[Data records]
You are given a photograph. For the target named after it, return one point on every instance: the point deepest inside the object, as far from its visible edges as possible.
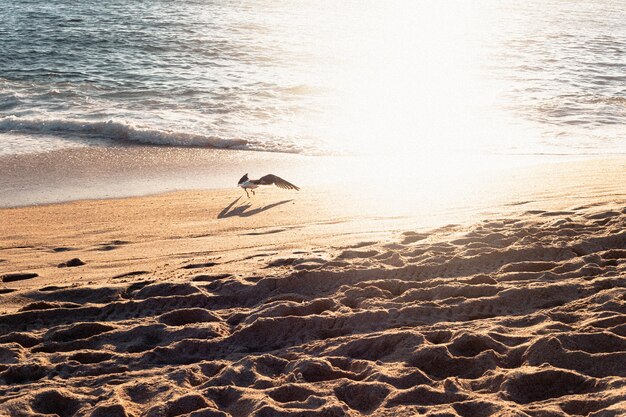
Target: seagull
(269, 179)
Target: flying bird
(269, 179)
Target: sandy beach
(326, 302)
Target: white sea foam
(117, 131)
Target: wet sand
(505, 299)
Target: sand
(327, 302)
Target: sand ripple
(523, 316)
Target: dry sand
(321, 303)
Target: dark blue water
(314, 77)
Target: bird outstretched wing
(279, 182)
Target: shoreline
(203, 303)
(90, 173)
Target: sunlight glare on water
(395, 77)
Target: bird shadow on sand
(244, 209)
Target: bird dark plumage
(248, 184)
(273, 179)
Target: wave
(121, 131)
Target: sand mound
(523, 316)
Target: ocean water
(315, 77)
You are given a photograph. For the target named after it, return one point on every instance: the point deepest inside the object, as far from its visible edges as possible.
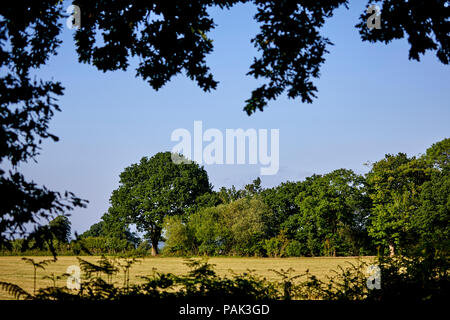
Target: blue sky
(372, 100)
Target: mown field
(14, 270)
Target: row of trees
(401, 204)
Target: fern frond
(14, 290)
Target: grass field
(14, 270)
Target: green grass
(14, 270)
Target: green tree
(168, 38)
(154, 188)
(438, 155)
(172, 37)
(394, 186)
(332, 213)
(432, 218)
(60, 227)
(281, 200)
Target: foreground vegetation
(400, 278)
(14, 270)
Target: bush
(294, 249)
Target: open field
(14, 270)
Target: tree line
(401, 205)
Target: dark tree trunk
(154, 247)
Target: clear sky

» What is required: The answer is the complete set of records, copied exactly, with pictures omitted.

» Written answer:
You are given a photograph. For the target named after it, return one point on every instance: the point deepest inside the object, as far from its visible edges as possible.
Target: seagull
(269, 179)
Target: flying bird
(269, 179)
Target: sandy beach
(326, 302)
Target: white sea foam
(117, 131)
Target: wet sand
(505, 299)
Target: sand
(327, 302)
Target: sand ripple
(523, 316)
Target: dry sand
(321, 303)
Target: dark blue water
(314, 77)
Target: bird outstretched wing
(279, 182)
Target: shoreline
(203, 303)
(90, 173)
Target: sunlight glare on water
(395, 77)
Target: bird shadow on sand
(244, 209)
Target: bird dark plumage
(248, 184)
(273, 179)
Target: wave
(121, 131)
Target: sand mound
(523, 316)
Target: ocean water
(315, 77)
You are given a photograph. For the target named after it, return one point on every instance: the point deepest inside the object, as far from its visible edges as possible.
Target: blue sky
(372, 100)
Target: mown field
(14, 270)
Target: row of trees
(401, 204)
Target: fern frond
(14, 290)
Target: grass field
(14, 270)
Target: green grass
(14, 270)
Target: green tree
(168, 38)
(154, 188)
(438, 155)
(172, 37)
(394, 186)
(332, 213)
(432, 218)
(60, 227)
(281, 200)
Target: foreground vegetation
(400, 278)
(14, 270)
Target: bush
(294, 249)
Target: open field
(14, 270)
Target: tree line
(401, 205)
Target: dark tree trunk
(154, 247)
Target: clear sky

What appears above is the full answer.